▶ _Work instruction_:
Below is a block of records. Copy every line in it that contains the word "backpack".

Stored entries:

%%

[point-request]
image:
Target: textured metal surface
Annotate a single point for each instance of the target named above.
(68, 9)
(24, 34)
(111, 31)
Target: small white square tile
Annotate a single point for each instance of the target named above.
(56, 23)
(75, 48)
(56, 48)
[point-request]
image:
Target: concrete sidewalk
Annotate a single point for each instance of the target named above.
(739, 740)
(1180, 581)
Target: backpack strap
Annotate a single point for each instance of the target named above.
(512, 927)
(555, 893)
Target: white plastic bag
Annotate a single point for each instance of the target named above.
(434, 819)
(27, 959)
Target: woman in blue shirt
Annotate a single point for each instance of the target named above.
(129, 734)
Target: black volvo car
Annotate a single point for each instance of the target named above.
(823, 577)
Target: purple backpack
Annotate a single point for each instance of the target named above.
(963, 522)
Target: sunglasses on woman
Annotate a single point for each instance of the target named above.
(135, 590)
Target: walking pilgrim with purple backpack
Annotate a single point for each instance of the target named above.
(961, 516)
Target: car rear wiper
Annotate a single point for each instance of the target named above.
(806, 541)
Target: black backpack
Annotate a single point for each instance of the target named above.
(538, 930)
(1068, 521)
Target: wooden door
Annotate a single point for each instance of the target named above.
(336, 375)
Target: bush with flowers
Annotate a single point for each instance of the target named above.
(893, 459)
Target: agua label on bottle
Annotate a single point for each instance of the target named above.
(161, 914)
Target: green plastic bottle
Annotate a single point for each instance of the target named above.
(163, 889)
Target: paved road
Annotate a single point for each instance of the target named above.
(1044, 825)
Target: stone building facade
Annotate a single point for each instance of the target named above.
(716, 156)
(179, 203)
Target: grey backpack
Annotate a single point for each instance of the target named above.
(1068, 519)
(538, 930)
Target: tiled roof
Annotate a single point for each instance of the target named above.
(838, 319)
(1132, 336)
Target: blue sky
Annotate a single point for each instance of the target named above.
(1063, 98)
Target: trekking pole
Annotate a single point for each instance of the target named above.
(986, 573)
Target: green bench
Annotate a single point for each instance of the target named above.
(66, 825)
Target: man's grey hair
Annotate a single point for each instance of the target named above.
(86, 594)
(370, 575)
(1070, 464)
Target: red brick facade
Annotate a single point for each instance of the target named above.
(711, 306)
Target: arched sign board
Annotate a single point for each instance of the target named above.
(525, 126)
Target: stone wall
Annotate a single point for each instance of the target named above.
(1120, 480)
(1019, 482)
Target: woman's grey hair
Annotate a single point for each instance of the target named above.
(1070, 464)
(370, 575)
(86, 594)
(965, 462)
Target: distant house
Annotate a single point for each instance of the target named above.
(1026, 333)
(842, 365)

%%

▶ _Task result_:
Target: backpack strap
Target: purple backpack
Target: walking pilgrim with purple backpack
Target: black backpack
Target: grey backpack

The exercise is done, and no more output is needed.